Co należy zrobić: Zamień we wszystkich poniższych zapisach „broken window” na „shattered window”, niczego poza tym nie zmieniając. Obrazy pomiń w odpowiedzi.

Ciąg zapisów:

—————

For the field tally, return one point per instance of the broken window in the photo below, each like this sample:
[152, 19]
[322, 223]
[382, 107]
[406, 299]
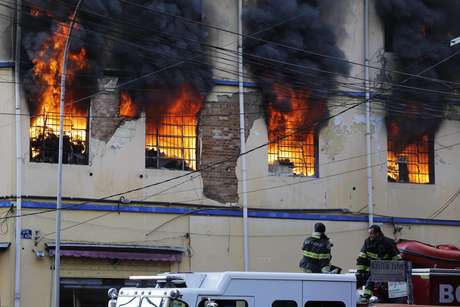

—————

Rozwiązanie zadania:
For the field tally, return one point per instance of the shattered window in the photo below, each like this sample:
[152, 19]
[322, 223]
[382, 107]
[406, 299]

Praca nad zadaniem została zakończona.